DIRECTION:
Take the entries below and print all of them exactly, please.

DATASET CONTENT:

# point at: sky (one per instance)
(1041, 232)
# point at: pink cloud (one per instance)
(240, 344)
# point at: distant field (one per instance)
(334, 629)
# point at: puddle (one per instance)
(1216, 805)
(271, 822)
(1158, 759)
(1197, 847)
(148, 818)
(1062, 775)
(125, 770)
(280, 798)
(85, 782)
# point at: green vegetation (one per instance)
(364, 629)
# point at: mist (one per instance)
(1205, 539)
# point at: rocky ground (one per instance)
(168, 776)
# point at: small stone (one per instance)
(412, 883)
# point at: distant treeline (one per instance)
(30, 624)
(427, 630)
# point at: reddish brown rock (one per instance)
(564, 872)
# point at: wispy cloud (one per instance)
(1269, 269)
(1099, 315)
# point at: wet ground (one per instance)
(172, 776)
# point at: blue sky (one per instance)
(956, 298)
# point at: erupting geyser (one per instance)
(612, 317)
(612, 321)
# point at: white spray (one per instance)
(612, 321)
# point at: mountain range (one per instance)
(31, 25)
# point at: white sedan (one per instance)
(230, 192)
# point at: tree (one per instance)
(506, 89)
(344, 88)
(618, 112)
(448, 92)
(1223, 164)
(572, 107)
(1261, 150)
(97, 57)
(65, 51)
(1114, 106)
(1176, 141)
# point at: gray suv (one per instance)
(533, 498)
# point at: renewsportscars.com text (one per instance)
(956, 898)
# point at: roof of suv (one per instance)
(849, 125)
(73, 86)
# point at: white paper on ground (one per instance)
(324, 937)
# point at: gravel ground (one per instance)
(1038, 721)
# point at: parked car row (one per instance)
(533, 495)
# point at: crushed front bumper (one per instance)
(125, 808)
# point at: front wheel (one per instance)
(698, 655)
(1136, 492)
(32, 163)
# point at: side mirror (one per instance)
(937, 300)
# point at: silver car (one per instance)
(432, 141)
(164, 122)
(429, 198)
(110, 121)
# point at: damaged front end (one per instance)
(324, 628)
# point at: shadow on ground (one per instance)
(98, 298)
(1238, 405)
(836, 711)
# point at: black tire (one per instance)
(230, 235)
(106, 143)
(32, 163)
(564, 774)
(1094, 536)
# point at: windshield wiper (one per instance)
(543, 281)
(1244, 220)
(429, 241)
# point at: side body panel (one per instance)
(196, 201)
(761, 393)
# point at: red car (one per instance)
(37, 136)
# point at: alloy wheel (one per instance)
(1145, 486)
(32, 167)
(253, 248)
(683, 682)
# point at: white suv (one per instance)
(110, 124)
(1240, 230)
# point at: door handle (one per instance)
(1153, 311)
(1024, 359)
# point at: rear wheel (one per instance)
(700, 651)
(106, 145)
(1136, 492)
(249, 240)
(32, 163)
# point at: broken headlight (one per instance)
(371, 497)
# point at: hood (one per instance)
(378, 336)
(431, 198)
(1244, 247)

TASK ANSWER:
# point at: sky (one per instance)
(1041, 232)
# point at: pink cloud (one per instance)
(240, 344)
# point at: distant field (one per instance)
(334, 629)
# point at: puddle (one per instance)
(1216, 805)
(271, 822)
(1158, 759)
(1197, 847)
(148, 818)
(1062, 775)
(125, 770)
(280, 798)
(85, 782)
# point at: green vegetation (one per instance)
(364, 629)
# point at: mist (one per instance)
(1205, 539)
# point at: rocky ground (one per instance)
(168, 776)
# point at: small stone (one per instance)
(412, 883)
# point at: distant treeline (one per instance)
(30, 624)
(427, 630)
# point at: reddish brown rock (one per instance)
(564, 872)
# point at: wispy cloud (one per instance)
(1269, 269)
(1099, 315)
# point at: wet ground (one per instance)
(172, 776)
# point at: blue sky (one per instance)
(956, 298)
# point at: erupting geyser (one per instance)
(612, 317)
(612, 321)
# point at: white spray (one per instance)
(612, 321)
# point at: mountain range (one per instance)
(31, 25)
# point at: white sedan (one per instance)
(230, 192)
# point at: tree (one per instance)
(506, 89)
(344, 88)
(618, 112)
(448, 92)
(1223, 164)
(572, 107)
(1261, 150)
(97, 57)
(65, 51)
(1114, 106)
(1176, 141)
# point at: gray suv (one per instance)
(533, 498)
# point at: renewsportscars.com text (one per instance)
(956, 898)
# point at: roof of suv (one per instance)
(849, 125)
(73, 86)
# point at: white paper on ground (one per instance)
(324, 937)
# point at: gravel ground (one per instance)
(1038, 721)
# point at: parked car row (one per instance)
(533, 495)
# point at: crushed front bumper (one per instance)
(125, 808)
# point at: front wheel (one per instance)
(698, 655)
(1136, 492)
(32, 163)
# point at: side mirror (one per instance)
(937, 300)
# point at: silver car (one per instance)
(432, 141)
(164, 122)
(429, 198)
(110, 121)
# point at: damaged front end (one per instance)
(324, 628)
# point at: shadow on ground (one per instance)
(98, 298)
(1238, 405)
(836, 711)
# point at: black tire (one per instance)
(230, 235)
(106, 143)
(32, 163)
(564, 774)
(1094, 536)
# point at: windshield wiper (one per instance)
(543, 281)
(1244, 220)
(429, 241)
# point at: side body panel (one per instance)
(196, 201)
(761, 393)
# point at: red car (one per instance)
(37, 136)
# point at: alloy wheel (one per instance)
(1145, 486)
(32, 167)
(253, 248)
(683, 682)
# point at: white suv (one per instance)
(110, 124)
(1240, 230)
# point at: door handle (one per instance)
(1153, 311)
(1024, 359)
# point at: rear wheel (one per instance)
(700, 651)
(106, 145)
(1136, 492)
(249, 240)
(32, 163)
# point at: broken headlight (one per instance)
(371, 497)
# point at: hood (one per instance)
(378, 336)
(431, 198)
(1244, 247)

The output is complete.